___ DOCUMENT ___

Former eduator Deborah Harris now runs workshops on the power of co-teaching.While the Education Department has come a long way in helping special needs children, there is still a stigma attached to their disability.
“There are parents who are afraid to say children have disabilities. They feel it’s an embarrassment,” Cheryl Francis said after her keynote remarks at Monday’s opening of the department’s eighth annual State Office of Special Education Summer Institute.
It runs through Friday at the Westin Resort and Villas on St. John.
Francis, wife of Lt. Gov. Gregory Francis, called on parents to answer questions asked by teachers in order to help their children get the services they need. And she said that all the players, including parents, need to be on the “same page” when the department develops Individual Education Plans for special need students.
And she reminded those at the Summer Institute that special needs children are challenged “every minute of every day.”
Those children with special needs often are the ones being bullied when they attend school, Francis said. She said that the community needs to show more sensitivity.
Maureen Moorehead, the St. Croix Special Education district director, said that the program serves children with physical, mental and emotional handicaps. They are eligible from age three until their 21st birthday.
About 90 regular classroom and special education teachers, administrators and parents attended the workshop. It includes sessions on various topics aimed at helping the teachers improve the Education Department’s special education program. Truvia Plaskett, the training manager at Special Education, said the program serves about 1,300 to 1,500 students across the territory.
At one of Monday’s workshops special education and regular classroom teachers got tips on how to co-teach.
“We want our teachers to be current and exposed to the latest information to improve the outcome for out children,” Moorehead said.

___ SUPPLIED MATERIAL ___

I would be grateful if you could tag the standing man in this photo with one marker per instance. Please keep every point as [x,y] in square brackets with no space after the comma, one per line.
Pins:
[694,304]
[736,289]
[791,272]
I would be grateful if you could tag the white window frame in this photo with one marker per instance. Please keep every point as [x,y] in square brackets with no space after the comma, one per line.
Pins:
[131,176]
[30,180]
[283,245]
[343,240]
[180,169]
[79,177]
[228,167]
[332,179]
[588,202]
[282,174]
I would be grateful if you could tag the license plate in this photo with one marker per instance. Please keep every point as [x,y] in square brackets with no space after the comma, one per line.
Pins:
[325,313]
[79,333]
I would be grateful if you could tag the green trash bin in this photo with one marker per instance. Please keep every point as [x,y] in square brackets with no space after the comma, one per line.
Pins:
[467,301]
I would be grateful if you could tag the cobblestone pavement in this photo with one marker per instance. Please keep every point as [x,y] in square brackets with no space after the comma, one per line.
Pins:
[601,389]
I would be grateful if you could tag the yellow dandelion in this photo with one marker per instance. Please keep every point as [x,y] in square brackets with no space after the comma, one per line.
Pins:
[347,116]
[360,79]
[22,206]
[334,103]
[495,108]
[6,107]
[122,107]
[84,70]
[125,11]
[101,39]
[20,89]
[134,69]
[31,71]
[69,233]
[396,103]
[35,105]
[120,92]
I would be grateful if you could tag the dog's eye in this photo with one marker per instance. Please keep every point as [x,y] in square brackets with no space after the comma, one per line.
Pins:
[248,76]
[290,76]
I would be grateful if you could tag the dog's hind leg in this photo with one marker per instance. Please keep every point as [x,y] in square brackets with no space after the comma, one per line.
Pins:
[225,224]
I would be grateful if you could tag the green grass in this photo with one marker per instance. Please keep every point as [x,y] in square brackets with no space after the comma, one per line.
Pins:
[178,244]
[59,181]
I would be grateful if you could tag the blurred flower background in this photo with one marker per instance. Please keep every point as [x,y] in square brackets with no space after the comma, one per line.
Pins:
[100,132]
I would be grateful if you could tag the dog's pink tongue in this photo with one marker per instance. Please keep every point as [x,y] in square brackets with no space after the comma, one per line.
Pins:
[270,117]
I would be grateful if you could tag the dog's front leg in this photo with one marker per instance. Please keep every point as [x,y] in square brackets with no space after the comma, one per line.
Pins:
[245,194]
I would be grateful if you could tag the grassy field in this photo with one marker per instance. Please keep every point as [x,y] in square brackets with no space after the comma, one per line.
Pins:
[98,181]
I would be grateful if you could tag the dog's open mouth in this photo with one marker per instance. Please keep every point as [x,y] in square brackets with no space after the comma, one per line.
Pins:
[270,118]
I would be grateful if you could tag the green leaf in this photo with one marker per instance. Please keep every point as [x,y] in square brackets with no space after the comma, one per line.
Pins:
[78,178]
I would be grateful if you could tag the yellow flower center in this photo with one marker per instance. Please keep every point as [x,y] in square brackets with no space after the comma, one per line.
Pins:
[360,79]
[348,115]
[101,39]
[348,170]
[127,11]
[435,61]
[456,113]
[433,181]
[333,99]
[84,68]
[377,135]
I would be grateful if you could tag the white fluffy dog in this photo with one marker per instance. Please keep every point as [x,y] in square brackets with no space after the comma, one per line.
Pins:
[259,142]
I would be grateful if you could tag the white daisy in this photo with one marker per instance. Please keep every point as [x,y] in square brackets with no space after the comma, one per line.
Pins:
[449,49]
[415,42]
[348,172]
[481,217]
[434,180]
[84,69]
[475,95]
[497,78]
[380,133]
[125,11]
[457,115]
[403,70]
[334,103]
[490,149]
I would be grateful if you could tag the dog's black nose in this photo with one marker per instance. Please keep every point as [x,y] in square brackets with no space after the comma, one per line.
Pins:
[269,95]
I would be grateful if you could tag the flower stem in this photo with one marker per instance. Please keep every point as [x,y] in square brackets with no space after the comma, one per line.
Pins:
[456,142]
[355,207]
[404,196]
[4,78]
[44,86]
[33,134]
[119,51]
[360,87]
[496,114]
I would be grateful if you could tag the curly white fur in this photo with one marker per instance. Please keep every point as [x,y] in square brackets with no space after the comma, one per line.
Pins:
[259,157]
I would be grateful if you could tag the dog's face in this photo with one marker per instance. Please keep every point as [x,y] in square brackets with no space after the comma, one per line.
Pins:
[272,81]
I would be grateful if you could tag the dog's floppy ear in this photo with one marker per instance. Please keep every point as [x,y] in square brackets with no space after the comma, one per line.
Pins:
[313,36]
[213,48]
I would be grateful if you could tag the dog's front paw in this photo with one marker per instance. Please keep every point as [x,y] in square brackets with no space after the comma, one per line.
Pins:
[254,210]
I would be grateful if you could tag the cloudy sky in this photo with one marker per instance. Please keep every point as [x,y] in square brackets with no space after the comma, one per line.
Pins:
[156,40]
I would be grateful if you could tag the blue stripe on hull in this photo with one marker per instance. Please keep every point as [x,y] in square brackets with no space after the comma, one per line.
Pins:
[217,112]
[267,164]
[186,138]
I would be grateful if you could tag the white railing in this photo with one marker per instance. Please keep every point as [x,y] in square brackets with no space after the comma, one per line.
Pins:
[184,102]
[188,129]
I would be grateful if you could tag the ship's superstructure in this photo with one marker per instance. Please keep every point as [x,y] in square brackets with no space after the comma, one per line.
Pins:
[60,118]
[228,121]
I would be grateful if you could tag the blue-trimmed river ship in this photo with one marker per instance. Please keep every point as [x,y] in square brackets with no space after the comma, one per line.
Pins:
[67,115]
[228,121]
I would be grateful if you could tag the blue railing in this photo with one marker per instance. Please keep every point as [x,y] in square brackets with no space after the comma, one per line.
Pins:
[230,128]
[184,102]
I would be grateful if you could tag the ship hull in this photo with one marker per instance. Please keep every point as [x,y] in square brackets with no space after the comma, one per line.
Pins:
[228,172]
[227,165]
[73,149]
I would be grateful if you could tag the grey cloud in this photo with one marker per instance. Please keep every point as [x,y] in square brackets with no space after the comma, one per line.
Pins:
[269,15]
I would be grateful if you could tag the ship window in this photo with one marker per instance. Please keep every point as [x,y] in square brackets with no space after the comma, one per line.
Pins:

___

EXERCISE TASK 1
Decide whether each statement agrees with the article on the special education summer institute above. For each, answer yes or no and quote the words of the article that decide it. (a) The summer institute runs through Friday at the Westin Resort and Villas on St. John. (b) About 150 people attended the workshop. (c) Children become eligible for the program at age five.
EXERCISE TASK 2
According to the article on the special education summer institute above, how many students does the program serve across the territory?

RESULT 1
(a) Yes: "It runs through Friday at the Westin Resort and Villas on St. John."
(b) No: "About 90 regular classroom and special education teachers, administrators and parents attended the workshop."
(c) No: "They are eligible from age three until their 21st birthday."

RESULT 2
About 1,300 to 1,500 students.